> [EXERCISE INPUTS]:
■ ■ ■ ■ ■

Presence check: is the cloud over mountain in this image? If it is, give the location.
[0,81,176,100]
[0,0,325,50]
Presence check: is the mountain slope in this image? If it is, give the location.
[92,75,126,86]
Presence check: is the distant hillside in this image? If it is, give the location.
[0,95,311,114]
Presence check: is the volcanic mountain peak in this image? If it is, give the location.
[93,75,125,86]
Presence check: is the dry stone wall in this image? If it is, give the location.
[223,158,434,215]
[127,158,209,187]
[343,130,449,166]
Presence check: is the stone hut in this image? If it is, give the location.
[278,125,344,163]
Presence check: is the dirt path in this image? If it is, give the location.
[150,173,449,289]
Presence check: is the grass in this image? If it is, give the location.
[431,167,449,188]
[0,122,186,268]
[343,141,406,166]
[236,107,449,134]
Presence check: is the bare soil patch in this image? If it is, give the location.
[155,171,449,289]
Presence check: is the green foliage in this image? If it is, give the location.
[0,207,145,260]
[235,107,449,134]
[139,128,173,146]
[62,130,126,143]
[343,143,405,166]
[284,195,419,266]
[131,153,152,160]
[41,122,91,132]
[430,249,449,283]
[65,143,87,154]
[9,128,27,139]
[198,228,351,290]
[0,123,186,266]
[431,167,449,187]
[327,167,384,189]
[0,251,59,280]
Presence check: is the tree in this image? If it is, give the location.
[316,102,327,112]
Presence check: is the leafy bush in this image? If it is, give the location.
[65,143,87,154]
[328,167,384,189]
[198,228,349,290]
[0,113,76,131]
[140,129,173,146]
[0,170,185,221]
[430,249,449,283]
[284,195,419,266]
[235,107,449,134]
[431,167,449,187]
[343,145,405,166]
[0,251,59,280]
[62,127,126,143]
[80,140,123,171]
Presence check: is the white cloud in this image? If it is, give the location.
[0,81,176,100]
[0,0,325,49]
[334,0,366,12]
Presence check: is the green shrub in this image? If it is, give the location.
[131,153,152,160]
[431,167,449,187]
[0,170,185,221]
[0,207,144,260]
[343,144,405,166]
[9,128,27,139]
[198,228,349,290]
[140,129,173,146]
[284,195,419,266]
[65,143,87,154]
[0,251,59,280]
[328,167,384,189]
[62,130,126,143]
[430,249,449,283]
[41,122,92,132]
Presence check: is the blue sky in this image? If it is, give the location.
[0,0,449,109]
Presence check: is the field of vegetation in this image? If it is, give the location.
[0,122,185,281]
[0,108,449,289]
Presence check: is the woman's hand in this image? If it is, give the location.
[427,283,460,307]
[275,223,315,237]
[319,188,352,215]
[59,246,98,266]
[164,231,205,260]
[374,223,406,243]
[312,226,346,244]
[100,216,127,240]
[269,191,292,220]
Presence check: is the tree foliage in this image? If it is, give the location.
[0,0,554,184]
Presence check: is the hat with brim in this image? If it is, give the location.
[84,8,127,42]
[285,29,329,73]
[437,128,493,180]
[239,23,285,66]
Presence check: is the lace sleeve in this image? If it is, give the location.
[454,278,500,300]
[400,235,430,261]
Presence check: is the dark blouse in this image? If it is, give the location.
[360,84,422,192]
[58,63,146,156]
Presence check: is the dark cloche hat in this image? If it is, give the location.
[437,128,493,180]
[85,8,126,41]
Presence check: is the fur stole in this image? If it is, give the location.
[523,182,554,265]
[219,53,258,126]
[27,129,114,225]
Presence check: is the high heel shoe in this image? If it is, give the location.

■ ■ ■ ■ ■

> [GIVEN PROBLEM]: Rewrite the stretch of the records from the line containing "Presence check: is the dirt" through the line containing "[155,171,449,289]", replacing "give the location" with "report the location" and leaving everything else unchanged.

> [RESULT BELOW]:
Presence check: is the dirt path in this image? If it is, report the location.
[150,173,449,289]
Presence check: is the grass in this image? If it is, report the location.
[431,167,449,188]
[0,122,186,268]
[343,141,406,166]
[236,107,449,134]
Presence check: is the bare soil patch in this image? If it is, report the location.
[155,171,449,289]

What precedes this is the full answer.